SOURCE RECORDS

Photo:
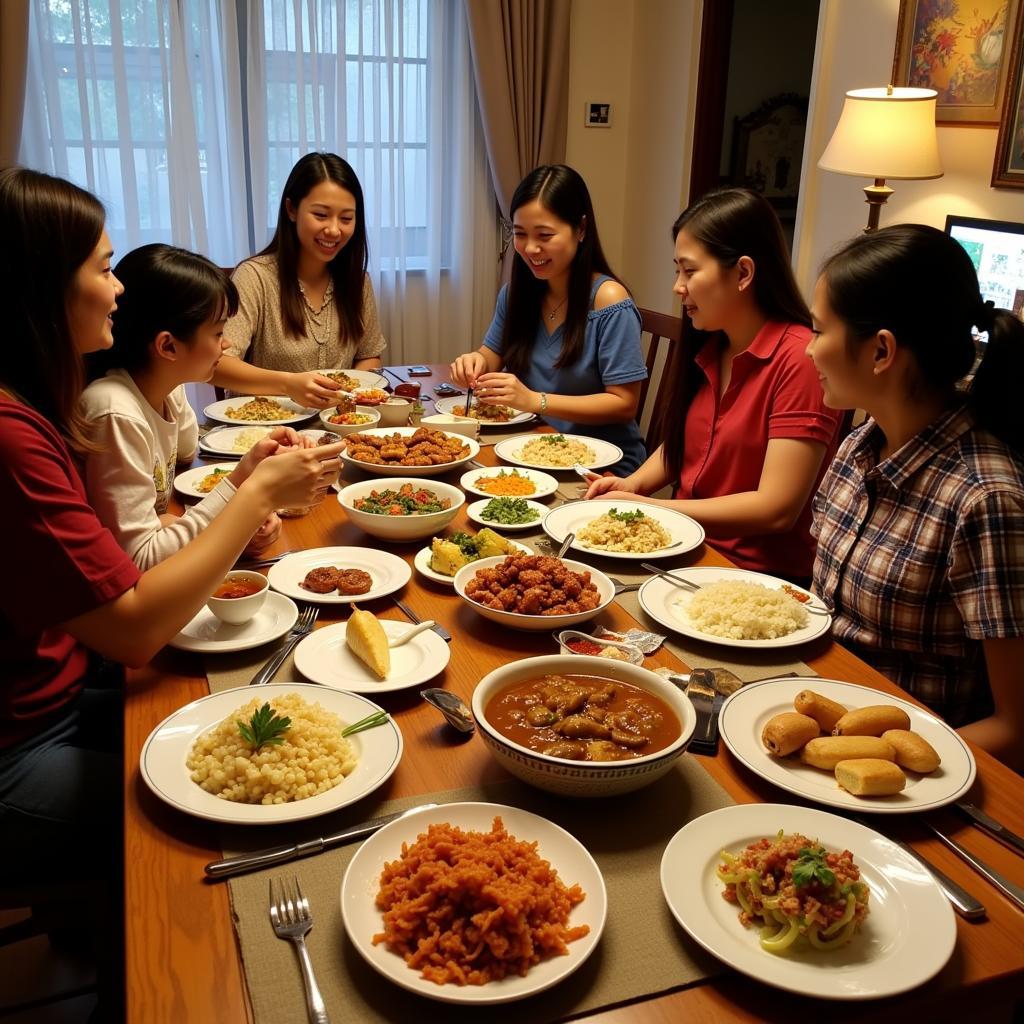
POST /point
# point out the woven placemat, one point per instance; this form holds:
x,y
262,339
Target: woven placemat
x,y
642,951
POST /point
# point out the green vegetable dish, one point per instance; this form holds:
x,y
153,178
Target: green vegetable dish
x,y
509,511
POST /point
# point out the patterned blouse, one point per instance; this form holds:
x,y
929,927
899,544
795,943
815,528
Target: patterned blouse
x,y
923,554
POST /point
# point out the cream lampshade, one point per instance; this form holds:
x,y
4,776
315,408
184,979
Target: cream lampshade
x,y
885,133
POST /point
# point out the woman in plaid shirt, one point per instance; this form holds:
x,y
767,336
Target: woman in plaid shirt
x,y
920,520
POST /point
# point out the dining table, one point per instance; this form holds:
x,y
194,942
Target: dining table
x,y
182,954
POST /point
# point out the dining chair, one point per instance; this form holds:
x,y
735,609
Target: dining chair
x,y
659,332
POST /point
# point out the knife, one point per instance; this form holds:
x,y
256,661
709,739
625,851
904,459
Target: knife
x,y
993,827
279,854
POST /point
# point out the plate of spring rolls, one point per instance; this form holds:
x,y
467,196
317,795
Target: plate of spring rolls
x,y
846,745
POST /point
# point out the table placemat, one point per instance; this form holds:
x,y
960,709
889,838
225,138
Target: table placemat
x,y
642,950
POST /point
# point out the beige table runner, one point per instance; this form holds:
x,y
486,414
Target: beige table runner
x,y
642,951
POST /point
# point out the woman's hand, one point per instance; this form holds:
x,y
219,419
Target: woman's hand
x,y
311,389
612,486
507,389
467,368
298,476
264,537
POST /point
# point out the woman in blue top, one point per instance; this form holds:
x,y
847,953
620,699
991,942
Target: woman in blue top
x,y
565,331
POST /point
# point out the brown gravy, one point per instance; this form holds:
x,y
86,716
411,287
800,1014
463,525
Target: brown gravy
x,y
583,718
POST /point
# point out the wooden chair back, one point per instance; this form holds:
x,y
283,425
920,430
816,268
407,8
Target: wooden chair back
x,y
664,333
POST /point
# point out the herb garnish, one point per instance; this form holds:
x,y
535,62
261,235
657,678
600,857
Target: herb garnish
x,y
811,867
627,517
264,727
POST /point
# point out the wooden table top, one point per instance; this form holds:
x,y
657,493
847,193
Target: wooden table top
x,y
182,961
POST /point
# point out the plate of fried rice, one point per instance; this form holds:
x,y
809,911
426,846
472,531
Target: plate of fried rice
x,y
262,410
632,530
907,936
526,903
735,607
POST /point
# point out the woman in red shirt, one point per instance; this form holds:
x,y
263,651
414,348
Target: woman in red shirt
x,y
747,435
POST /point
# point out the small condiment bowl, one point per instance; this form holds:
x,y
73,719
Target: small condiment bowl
x,y
632,654
236,610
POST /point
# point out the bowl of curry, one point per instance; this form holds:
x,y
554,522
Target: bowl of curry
x,y
581,725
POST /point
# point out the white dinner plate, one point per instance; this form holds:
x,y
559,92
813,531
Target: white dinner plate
x,y
220,440
544,483
667,603
472,451
685,534
475,512
743,716
162,762
906,939
367,378
389,572
605,454
565,853
324,657
446,406
208,634
218,411
422,563
186,483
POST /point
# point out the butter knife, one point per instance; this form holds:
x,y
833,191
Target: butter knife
x,y
1011,890
280,854
993,827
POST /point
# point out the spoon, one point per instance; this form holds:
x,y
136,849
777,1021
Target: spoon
x,y
427,624
452,707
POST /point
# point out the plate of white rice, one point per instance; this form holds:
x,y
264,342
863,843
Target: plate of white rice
x,y
558,452
733,607
164,761
632,530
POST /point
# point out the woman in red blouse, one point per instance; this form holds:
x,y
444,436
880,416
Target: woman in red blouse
x,y
747,435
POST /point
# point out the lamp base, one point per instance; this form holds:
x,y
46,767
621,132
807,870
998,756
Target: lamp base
x,y
877,196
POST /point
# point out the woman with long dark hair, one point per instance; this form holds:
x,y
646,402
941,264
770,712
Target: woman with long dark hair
x,y
745,436
168,331
564,341
74,596
920,520
305,302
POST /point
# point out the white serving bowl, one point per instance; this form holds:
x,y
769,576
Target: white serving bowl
x,y
400,527
518,621
236,610
394,413
349,428
582,778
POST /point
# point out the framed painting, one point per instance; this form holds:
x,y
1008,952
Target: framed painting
x,y
1008,171
960,48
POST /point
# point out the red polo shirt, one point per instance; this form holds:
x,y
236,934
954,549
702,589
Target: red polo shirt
x,y
60,562
773,392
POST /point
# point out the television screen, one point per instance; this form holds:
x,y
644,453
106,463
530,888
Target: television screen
x,y
996,249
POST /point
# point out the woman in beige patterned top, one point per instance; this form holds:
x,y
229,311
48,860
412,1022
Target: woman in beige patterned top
x,y
305,302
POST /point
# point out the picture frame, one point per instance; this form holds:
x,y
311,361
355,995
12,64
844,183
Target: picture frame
x,y
1008,168
597,115
960,48
767,150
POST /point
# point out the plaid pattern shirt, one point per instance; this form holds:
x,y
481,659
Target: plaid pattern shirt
x,y
923,554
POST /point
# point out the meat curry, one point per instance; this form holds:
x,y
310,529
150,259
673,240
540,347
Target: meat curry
x,y
583,718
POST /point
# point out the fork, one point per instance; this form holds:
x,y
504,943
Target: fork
x,y
302,628
291,920
413,616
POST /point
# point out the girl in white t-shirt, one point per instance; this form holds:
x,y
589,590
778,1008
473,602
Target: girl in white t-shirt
x,y
168,331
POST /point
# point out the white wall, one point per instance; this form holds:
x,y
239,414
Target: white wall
x,y
854,50
641,55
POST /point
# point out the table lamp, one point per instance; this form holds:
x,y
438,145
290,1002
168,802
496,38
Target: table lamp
x,y
885,133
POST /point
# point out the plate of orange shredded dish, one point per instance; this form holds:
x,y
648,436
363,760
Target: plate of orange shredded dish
x,y
548,898
904,930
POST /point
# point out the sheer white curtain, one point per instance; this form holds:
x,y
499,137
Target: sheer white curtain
x,y
187,133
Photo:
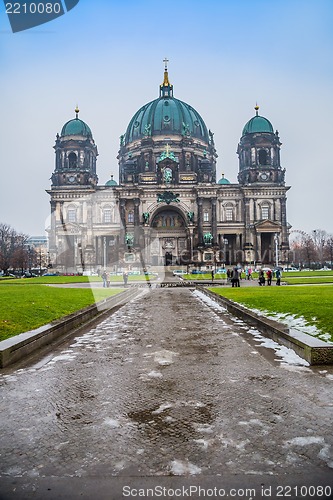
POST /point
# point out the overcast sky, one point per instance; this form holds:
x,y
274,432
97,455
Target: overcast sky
x,y
225,55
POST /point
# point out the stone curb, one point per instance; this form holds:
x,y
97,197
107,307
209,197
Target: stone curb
x,y
24,344
313,350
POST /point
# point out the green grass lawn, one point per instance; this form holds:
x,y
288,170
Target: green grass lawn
x,y
24,308
46,280
314,303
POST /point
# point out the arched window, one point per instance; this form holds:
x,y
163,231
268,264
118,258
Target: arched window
x,y
265,211
72,160
263,157
228,214
71,215
107,215
130,217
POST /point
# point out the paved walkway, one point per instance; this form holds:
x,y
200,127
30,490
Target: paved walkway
x,y
170,391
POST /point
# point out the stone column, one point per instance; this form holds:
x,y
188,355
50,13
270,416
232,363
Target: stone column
x,y
258,253
214,221
136,221
122,222
200,217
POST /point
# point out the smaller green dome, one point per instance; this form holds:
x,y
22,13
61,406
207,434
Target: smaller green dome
x,y
111,182
76,127
258,124
223,180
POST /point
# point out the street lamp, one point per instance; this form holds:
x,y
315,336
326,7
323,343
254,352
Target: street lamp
x,y
225,243
104,252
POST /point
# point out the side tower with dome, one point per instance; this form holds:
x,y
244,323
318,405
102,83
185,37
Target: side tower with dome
x,y
168,208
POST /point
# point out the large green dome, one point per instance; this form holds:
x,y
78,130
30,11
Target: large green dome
x,y
166,116
76,127
257,124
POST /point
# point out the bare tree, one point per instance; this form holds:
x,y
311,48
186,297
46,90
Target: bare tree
x,y
319,240
329,250
12,249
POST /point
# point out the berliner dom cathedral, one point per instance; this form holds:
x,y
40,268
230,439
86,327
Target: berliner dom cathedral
x,y
169,207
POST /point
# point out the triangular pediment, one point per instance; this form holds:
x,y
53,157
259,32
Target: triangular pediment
x,y
268,226
72,228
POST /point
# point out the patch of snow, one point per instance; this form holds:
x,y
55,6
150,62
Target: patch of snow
x,y
181,467
288,356
111,422
154,374
212,303
203,427
163,407
63,357
203,442
164,357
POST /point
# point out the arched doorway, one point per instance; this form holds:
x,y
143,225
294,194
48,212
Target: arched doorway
x,y
168,227
168,259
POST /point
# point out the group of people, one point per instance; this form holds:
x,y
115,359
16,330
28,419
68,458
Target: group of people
x,y
106,278
234,276
269,276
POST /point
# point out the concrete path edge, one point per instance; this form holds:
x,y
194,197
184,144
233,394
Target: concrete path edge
x,y
16,348
313,350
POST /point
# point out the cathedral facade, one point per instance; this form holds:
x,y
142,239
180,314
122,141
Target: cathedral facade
x,y
168,208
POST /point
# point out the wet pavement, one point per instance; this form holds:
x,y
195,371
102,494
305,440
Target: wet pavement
x,y
169,390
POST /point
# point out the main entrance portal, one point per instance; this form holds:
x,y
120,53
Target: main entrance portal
x,y
168,258
169,229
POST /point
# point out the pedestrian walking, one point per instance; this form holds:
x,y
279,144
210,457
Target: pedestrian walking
x,y
104,278
269,277
261,278
235,278
278,277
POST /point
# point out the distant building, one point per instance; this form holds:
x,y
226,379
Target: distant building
x,y
168,208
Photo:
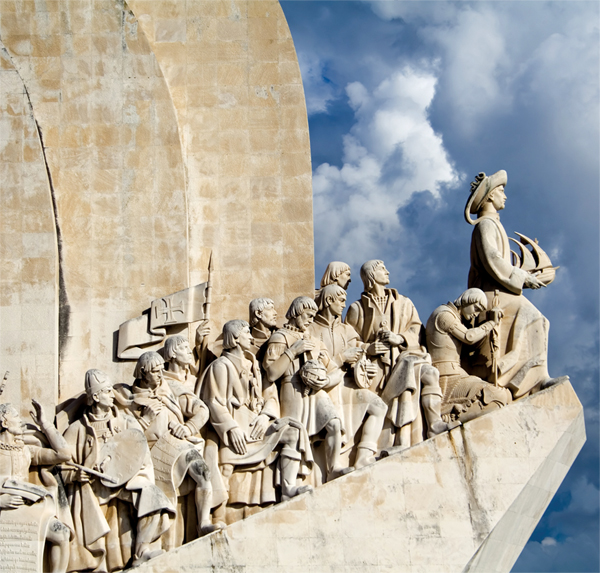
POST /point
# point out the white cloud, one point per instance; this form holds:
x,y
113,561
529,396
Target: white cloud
x,y
390,153
319,92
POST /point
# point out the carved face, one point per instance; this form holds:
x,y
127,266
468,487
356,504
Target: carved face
x,y
105,398
497,197
12,422
338,305
245,339
183,354
302,321
154,377
381,275
471,311
268,316
344,279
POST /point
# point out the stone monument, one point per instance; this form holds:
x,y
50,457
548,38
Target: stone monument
x,y
156,190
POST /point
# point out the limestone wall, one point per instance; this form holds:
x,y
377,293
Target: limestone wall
x,y
170,128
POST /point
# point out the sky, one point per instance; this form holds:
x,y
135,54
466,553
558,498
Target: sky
x,y
407,102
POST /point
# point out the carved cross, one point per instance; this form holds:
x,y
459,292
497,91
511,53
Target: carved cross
x,y
169,309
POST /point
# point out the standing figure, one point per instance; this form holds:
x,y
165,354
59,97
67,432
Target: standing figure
x,y
102,438
337,273
405,379
465,396
263,321
359,407
181,365
522,356
289,348
245,413
15,460
171,417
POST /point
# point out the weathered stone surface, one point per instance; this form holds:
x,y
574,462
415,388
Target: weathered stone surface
x,y
28,250
467,500
170,128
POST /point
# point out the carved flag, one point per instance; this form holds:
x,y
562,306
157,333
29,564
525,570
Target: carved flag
x,y
147,331
181,307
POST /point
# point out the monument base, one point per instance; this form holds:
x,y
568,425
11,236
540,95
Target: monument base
x,y
467,500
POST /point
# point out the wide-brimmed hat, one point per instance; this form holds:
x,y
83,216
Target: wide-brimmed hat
x,y
96,380
480,189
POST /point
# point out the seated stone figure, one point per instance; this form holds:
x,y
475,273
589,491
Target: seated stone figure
x,y
465,396
359,407
105,512
288,349
405,379
15,460
171,416
244,411
521,363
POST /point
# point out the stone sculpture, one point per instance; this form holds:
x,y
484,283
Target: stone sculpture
x,y
405,378
245,413
263,321
465,396
113,491
288,349
17,492
337,273
172,416
358,406
179,358
520,361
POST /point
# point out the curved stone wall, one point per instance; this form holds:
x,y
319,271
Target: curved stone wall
x,y
170,129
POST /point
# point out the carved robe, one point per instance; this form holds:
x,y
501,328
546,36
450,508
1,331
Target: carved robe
x,y
399,315
463,394
104,532
400,369
313,409
351,402
523,329
235,394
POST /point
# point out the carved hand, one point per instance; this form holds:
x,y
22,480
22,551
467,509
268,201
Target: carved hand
x,y
532,282
179,430
371,370
152,410
301,346
38,416
83,476
8,501
376,348
260,425
391,338
202,331
351,355
237,441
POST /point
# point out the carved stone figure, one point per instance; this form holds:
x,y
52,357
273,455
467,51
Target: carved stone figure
x,y
359,407
521,358
288,349
113,492
405,379
171,416
15,460
337,273
181,365
263,321
465,396
245,413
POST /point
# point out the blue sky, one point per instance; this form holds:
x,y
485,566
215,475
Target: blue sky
x,y
408,101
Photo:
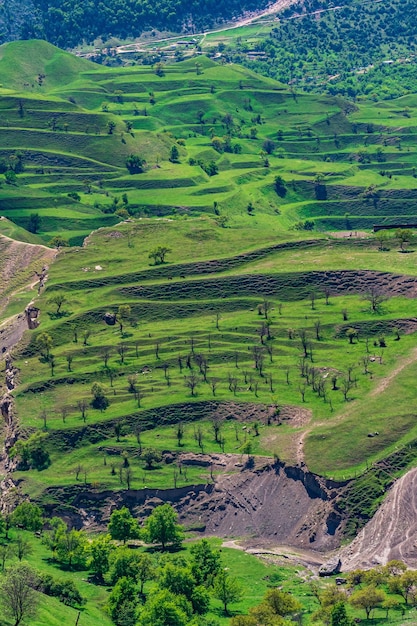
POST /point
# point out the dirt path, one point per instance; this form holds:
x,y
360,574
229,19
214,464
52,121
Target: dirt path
x,y
276,7
297,556
385,382
382,385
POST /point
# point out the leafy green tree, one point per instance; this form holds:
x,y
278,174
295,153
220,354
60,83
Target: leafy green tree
x,y
72,548
101,549
123,525
17,596
124,563
367,599
44,343
59,241
10,177
159,69
281,603
28,516
34,223
150,456
404,236
123,601
351,334
32,452
158,254
174,154
180,580
100,400
404,584
164,608
123,314
205,562
51,537
227,589
65,590
339,616
22,547
135,164
161,527
58,299
146,570
279,186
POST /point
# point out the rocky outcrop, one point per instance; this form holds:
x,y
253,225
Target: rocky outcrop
x,y
270,501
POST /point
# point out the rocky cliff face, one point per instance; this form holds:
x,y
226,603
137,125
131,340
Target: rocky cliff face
x,y
19,19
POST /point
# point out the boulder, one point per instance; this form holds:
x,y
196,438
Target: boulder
x,y
332,566
109,318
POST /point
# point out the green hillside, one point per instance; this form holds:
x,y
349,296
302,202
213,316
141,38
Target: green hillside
x,y
68,128
224,311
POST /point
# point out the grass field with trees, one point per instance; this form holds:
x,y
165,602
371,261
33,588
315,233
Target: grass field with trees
x,y
218,288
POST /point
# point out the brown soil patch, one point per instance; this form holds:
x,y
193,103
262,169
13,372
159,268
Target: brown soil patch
x,y
391,534
350,234
19,263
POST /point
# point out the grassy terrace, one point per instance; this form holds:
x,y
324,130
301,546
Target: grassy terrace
x,y
229,226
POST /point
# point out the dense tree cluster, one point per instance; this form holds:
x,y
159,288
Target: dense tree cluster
x,y
360,48
67,23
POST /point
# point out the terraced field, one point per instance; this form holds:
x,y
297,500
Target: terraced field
x,y
68,126
277,324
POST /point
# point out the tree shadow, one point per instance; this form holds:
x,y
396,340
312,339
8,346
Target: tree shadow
x,y
60,315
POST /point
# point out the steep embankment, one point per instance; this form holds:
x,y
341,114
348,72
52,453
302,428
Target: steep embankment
x,y
392,533
270,501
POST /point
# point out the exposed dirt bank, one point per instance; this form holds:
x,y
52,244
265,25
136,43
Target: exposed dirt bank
x,y
392,532
270,502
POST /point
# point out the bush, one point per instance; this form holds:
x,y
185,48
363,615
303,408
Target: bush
x,y
65,590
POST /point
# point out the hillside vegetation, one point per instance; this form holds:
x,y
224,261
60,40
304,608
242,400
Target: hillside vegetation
x,y
230,311
355,48
67,24
210,140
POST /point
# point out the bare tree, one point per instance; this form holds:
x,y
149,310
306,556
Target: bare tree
x,y
304,341
132,379
86,336
198,434
179,431
105,355
216,426
266,307
287,370
17,593
79,468
191,382
128,476
233,382
375,299
64,410
121,350
262,332
346,386
213,384
69,358
218,318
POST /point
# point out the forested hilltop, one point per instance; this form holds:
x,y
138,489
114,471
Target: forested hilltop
x,y
68,23
355,48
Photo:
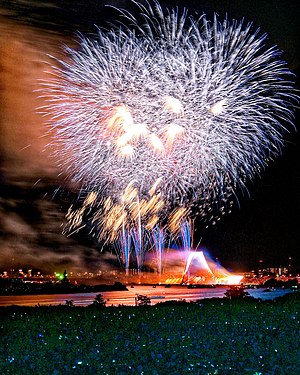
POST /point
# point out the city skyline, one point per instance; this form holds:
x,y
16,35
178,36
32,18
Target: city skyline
x,y
35,200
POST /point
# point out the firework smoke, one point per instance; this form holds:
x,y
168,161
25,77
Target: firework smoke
x,y
184,109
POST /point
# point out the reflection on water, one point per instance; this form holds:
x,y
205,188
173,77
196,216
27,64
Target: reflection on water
x,y
115,298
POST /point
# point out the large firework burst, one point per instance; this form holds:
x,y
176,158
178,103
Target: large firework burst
x,y
190,107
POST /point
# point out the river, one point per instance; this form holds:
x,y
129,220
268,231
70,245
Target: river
x,y
116,298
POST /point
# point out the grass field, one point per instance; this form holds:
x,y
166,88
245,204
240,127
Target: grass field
x,y
209,337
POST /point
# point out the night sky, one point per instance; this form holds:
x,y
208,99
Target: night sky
x,y
34,198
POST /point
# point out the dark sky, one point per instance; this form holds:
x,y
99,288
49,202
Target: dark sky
x,y
33,198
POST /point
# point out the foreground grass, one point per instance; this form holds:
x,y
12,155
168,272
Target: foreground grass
x,y
210,337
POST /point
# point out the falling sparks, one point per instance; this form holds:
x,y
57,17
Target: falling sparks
x,y
170,114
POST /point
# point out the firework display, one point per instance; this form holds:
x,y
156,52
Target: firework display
x,y
164,115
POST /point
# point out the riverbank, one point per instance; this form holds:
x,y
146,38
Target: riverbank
x,y
216,336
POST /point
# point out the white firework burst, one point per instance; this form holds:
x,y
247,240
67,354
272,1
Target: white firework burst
x,y
199,106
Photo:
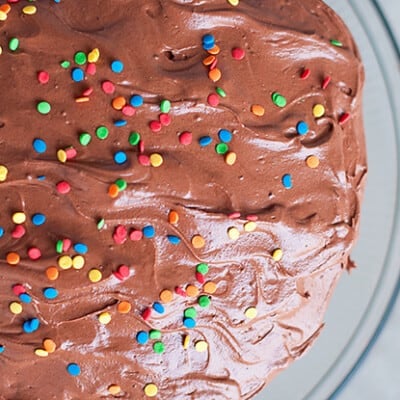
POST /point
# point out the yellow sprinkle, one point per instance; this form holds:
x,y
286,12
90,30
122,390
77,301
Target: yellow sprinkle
x,y
49,345
114,389
186,341
156,160
312,161
251,312
233,233
230,157
18,218
250,226
78,262
105,318
201,346
41,353
15,308
318,110
277,254
62,156
29,10
3,170
150,390
94,55
65,262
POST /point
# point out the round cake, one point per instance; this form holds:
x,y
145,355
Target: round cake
x,y
180,187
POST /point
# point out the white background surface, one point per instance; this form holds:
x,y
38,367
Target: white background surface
x,y
379,376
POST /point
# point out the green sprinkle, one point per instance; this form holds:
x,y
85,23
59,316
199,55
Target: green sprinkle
x,y
80,58
13,44
336,43
221,92
102,132
190,313
165,106
65,64
158,347
221,148
121,183
101,223
155,334
278,99
85,138
43,107
134,138
204,301
202,268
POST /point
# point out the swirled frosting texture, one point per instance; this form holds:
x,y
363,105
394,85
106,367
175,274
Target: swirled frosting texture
x,y
264,310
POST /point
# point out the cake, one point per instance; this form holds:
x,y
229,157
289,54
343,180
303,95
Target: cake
x,y
180,193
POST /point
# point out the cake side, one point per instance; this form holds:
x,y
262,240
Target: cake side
x,y
180,186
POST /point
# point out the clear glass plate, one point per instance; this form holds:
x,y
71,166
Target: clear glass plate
x,y
363,299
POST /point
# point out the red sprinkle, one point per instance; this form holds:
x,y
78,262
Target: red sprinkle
x,y
238,53
213,100
185,138
43,77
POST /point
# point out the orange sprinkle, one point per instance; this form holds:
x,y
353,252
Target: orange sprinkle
x,y
166,296
198,241
124,307
210,287
192,291
215,74
209,60
52,273
13,258
113,190
173,217
119,103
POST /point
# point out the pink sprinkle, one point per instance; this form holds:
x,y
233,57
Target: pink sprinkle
x,y
34,253
129,111
18,289
43,77
136,235
213,100
238,53
165,119
91,69
63,187
108,87
18,232
185,138
155,126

YOUR TASK
Gather every line of the records above that contains the string "surface" and copy each one out. Case counts.

WRITTEN RESPONSE
# point out the weathered stone surface, one point per instance; this form holds:
Target: weathered stone surface
# point out the white background surface, one point per instance; this form holds:
Target: white background surface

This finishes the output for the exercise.